Your browser will prompt for username/password when accessing the Archon URL. Webhook endpoints bypass auth since they use HMAC signature verification.

To disable, leave CADDY_BASIC_AUTH empty or unset — the Caddyfile expands it to nothing.

Important: Always use the docker run caddy caddy hash-password command to generate hashes — never put plaintext passwords in .env.

Form-Based Authentication (HTML Login Page)

Section titled “Form-Based Authentication (HTML Login Page)”

An alternative to basic auth that serves a styled HTML login form instead of the browser’s credential popup. Uses a lightweight auth-service sidecar and Caddy’s forward_auth directive.

When to use form auth vs basic auth:

  • Form auth: Styled dark-mode login page, 24h session cookie, logout support. Requires an extra container.
  • Basic auth: Zero extra containers, simpler setup. Browser shows a native credential dialog.

Setup:

  1. Generate a bcrypt password hash:

    Terminal window
    docker compose --profile auth run --rm auth-service \
    node -e "require('bcryptjs').hash('YOUR_PASSWORD', 12).then(h => console.log(h))"

    First run builds the auth-service image. Save the output hash (starts with $2b$12$...).

*EXERCISE DATA*:

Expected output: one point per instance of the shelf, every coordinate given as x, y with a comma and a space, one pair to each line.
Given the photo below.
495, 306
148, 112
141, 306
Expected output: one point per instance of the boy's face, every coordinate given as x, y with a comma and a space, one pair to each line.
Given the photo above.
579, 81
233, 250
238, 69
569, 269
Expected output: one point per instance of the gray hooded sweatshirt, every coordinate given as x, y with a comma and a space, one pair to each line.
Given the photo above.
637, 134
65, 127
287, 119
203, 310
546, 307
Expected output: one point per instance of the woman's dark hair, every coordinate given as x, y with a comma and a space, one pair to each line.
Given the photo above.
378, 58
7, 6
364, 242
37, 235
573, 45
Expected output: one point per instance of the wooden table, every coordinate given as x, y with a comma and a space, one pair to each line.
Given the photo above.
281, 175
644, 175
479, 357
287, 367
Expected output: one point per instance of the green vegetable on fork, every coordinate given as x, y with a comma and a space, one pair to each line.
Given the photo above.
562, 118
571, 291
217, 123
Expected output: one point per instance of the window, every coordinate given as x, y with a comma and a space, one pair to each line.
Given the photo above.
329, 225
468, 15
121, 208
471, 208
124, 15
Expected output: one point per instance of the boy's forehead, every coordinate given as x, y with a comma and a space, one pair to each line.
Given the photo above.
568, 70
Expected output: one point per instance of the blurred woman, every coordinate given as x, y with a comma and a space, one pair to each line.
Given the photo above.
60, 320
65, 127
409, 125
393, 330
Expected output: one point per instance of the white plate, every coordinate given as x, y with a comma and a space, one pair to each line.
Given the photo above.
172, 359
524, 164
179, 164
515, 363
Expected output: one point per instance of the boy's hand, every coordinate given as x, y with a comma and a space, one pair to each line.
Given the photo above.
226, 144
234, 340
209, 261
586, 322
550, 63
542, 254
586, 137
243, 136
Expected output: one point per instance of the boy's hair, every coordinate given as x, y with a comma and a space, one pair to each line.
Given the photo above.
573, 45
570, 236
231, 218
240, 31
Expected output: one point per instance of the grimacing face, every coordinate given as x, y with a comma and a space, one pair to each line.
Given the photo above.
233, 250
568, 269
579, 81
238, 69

...

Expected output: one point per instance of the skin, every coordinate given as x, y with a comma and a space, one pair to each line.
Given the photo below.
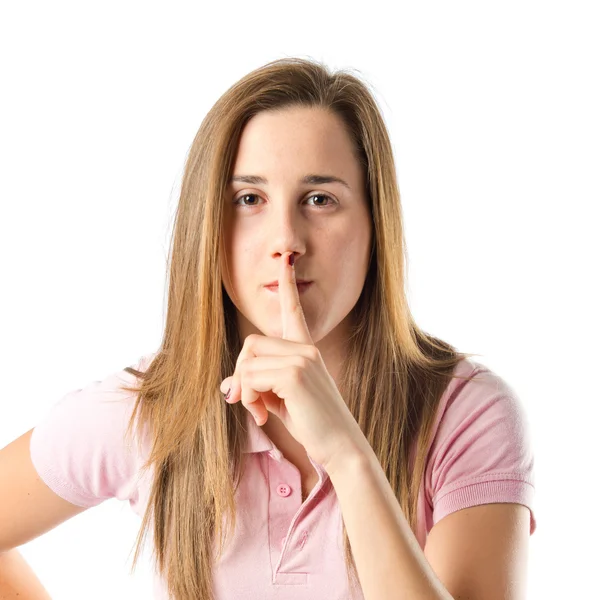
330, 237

*PROBLEM A*: According to the passage on Archon authentication, why can webhook endpoints skip the username and password prompt? Answer in one to three sentences.
*PROBLEM B*: Continue the passage on Archon authentication from the point where it stops.

*ANSWER SPACE A*: Webhook endpoints skip it because they use HMAC signature verification instead.

*ANSWER SPACE B*:
  2. Generate a random cookie signing secret:

    Terminal window
    docker run --rm node:22-alpine \
    node -e "console.log(require('crypto').randomBytes(32).toString('hex'))"
  3. Set the following in .env:

    AUTH_USERNAME=admin
    AUTH_PASSWORD_HASH=$2b$12$REPLACE_WITH_YOUR_HASH
    COOKIE_SECRET=REPLACE_WITH_64_HEX_CHARS
  4. Update Caddyfile (copy from Caddyfile.example if not done yet):

    • Uncomment the “Option A” form auth block (the handle /login, handle /logout, and handle { forward_auth ... } blocks)
    • Comment out the “No auth” default handle block (the last handle { ... } block near the bottom of the site block)
  5. Start with both cloud and auth profiles:

    Terminal window
    docker compose --profile with-db --profile cloud --profile auth up -d
  6. Visit your domain — you should be redirected to /login.

Logout: Navigate to /logout to clear the session cookie and return to the login form.

Session duration: Defaults to 24 hours (COOKIE_MAX_AGE=86400). Override in .env:

COOKIE_MAX_AGE=3600 # 1 hour

Note: Do not use form auth and basic auth simultaneously. Choose one method and leave the other disabled (either empty CADDY_BASIC_AUTH or remove the basic auth @protected block from your Caddyfile).


The Docker healthcheck uses /api/health (not /health):

Terminal window
# Inside Docker
curl http://localhost:3000/api/health
# Local development (both work)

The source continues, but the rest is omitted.